- _Job_
Please reproduce the part of the blog post below that begins with "Ben: Good luck on" and stops after "don't need that.".

- _Selected extract_
>>>>
Sunday, November 2, 2014

Bombed It

I so bombed my test on Saturday...sigh looks like I'll be taking a semester off.  Even if I did study better I honestly don't think I would of passed but now I have an idea of what to prepare for next time I take it.  It also didn't help that other people who were taking it, it was there 2nd or 3rd attempt.  It sucks because I missed Hello Kitty Con and Dia De Los Muertos events too since it fell on the same weekend as then.  Oh well, it's my fault.  I'm a little disappointed that Ben never even offered to help, I'm not blaming him for my failure but it would of been nice if he at least offered.  I'm sure he was busy with more Halloween parties that he never offers to invite me to.  He did message me a heart message close to 10 but I didn't respond since I was studying and I was afraid I might latch out at him since I'm really stressed and emotional with everything that's been happening with school.

After I finished my test on Saturday and turned my phone back on there was a message from Ben:

Ben: Good luck on your test today my love <3 12:48 PM
-Honestly, I thought he forgot that I had my test that Saturday since we never study together nor did he offer to.  If I pass by some miracle then I know I can be independent and not have to rely on people like Ben.  I also didn't respond because I had just finished knowing that I bombed my exam and Ben never offered to help like he said he would and once again he just told me what I wanted to hear on our date night which he probably only did out of guilt from the FB pictures.  He said too on our last date night he was going to have more time for me and was planning to do more with me but nope, nada.  He couldn't even help me study for an exam! I don't even want to look at his FB profile bc seeing his Halloween pictures will make me cra-cra at this point and I don't need that.
<<<<
[Object point labels]
>>>>
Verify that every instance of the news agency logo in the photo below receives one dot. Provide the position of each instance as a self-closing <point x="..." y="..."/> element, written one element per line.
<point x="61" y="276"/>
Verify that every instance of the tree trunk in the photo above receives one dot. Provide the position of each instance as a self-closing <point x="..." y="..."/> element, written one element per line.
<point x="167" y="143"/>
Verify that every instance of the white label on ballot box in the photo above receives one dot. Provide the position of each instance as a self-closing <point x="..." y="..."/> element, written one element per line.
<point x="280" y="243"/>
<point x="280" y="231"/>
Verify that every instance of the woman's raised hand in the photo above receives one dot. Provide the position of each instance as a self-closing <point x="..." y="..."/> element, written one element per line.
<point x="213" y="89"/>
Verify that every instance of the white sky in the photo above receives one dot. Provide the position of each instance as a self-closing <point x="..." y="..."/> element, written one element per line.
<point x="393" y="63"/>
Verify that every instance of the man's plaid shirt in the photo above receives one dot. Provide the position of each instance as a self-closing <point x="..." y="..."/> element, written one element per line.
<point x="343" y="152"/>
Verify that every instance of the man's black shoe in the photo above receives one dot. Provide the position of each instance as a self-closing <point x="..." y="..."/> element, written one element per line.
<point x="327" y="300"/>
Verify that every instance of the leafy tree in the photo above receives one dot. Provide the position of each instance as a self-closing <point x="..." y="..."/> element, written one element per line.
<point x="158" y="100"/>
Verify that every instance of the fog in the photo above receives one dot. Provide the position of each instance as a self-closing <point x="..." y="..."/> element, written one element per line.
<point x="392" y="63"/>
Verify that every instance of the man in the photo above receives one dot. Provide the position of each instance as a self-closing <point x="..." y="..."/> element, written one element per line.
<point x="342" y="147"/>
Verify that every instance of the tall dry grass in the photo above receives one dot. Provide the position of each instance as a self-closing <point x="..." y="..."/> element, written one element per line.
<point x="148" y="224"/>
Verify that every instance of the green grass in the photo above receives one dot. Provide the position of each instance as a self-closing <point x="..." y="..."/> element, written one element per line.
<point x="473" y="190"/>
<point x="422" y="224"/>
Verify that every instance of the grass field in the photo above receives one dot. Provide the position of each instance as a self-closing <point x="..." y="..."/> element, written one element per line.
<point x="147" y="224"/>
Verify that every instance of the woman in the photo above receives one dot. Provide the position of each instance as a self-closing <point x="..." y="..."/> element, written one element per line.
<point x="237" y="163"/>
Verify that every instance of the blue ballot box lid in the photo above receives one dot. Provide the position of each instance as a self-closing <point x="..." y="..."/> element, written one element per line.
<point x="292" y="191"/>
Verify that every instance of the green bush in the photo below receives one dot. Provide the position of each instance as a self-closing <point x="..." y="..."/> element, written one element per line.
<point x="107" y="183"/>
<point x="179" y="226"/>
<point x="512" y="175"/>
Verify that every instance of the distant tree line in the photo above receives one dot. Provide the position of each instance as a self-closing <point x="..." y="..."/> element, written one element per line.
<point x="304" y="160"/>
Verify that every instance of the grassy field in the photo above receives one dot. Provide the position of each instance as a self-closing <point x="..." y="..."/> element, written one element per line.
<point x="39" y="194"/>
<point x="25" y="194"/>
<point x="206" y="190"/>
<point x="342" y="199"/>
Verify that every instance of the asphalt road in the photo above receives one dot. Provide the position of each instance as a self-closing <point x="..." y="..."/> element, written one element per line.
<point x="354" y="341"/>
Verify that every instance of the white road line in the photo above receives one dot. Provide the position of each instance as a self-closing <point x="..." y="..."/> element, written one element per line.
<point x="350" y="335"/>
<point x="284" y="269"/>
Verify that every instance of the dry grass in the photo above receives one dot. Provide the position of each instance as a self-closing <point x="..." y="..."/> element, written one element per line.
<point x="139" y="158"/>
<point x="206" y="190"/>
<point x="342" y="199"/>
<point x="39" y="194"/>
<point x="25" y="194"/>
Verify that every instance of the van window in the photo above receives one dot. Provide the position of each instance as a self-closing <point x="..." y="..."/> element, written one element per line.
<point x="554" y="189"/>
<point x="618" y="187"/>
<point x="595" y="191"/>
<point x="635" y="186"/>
<<<<
- _Reply to the exercise_
Ben: Good luck on your test today my love <3 12:48 PM
-Honestly, I thought he forgot that I had my test that Saturday since we never study together nor did he offer to.  If I pass by some miracle then I know I can be independent and not have to rely on people like Ben.  I also didn't respond because I had just finished knowing that I bombed my exam and Ben never offered to help like he said he would and once again he just told me what I wanted to hear on our date night which he probably only did out of guilt from the FB pictures.  He said too on our last date night he was going to have more time for me and was planning to do more with me but nope, nada.  He couldn't even help me study for an exam! I don't even want to look at his FB profile bc seeing his Halloween pictures will make me cra-cra at this point and I don't need that.